YOUR TASK:
Search the listing below for the word "approximate" and copy each line that holds it.

RAW DATA:

- - -

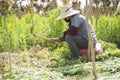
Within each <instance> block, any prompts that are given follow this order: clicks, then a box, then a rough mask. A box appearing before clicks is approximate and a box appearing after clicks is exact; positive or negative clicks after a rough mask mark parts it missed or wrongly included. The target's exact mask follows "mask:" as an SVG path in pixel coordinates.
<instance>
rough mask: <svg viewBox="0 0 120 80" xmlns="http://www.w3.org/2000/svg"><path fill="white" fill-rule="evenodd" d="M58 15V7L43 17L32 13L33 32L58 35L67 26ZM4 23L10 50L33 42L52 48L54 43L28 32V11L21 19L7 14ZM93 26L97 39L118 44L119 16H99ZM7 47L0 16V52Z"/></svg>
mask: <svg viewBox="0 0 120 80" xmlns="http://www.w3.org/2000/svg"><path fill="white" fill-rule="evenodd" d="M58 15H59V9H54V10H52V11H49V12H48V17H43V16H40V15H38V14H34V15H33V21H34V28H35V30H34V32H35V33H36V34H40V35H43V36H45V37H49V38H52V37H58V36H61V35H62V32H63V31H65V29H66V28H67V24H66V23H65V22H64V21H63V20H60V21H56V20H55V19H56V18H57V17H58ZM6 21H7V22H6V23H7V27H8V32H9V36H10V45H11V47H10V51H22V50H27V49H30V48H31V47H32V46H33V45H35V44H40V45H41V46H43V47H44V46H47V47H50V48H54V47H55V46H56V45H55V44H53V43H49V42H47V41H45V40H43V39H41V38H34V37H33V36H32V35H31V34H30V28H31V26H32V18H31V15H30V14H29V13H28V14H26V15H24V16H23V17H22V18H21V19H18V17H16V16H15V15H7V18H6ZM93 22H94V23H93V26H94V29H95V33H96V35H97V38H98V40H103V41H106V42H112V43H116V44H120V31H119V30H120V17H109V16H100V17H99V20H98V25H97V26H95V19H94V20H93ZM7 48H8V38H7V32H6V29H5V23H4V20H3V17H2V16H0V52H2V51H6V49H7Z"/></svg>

- - -

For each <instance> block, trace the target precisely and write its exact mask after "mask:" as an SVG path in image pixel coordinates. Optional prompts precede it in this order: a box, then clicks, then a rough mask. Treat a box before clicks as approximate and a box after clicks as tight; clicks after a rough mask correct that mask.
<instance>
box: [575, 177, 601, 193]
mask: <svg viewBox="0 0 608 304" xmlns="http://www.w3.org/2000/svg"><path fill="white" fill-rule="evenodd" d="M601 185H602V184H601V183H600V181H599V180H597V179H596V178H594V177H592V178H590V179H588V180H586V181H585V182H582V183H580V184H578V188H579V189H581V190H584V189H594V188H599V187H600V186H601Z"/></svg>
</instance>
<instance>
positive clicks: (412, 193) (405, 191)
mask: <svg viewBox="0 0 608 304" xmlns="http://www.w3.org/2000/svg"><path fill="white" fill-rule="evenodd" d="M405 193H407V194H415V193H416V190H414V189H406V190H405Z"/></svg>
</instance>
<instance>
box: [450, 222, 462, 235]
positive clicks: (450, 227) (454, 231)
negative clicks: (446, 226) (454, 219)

- - -

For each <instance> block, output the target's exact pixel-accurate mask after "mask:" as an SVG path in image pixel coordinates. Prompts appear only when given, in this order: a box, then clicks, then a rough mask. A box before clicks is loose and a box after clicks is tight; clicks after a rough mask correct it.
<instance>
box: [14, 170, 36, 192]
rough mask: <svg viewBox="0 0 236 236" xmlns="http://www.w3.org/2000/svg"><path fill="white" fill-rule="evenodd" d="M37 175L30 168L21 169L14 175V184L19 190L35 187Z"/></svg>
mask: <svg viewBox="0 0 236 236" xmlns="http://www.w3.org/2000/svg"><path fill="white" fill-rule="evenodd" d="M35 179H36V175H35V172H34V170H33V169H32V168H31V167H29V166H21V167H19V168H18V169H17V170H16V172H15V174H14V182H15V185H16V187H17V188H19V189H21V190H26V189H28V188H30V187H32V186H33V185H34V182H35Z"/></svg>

- - -

SOLUTION:
Within each <instance> block, any prompts that are given follow this order: clicks, then a box, then a rough mask. A box appearing before clicks is approximate and a box appearing after clicks is exact; positive or negative clicks after a rough mask mark parts it missed or wrongly included. The target's exact mask follows "mask:" as an SVG path in pixel coordinates.
For each <instance> block, trace the target precisely and write its exact mask after "mask:" as an SVG path in image pixel coordinates. Optional prompts precede it in this order: a box, then clicks, then a rough mask. Treat a box before clicks as approximate and a box after clicks as tight; clicks after a rough mask correct that mask.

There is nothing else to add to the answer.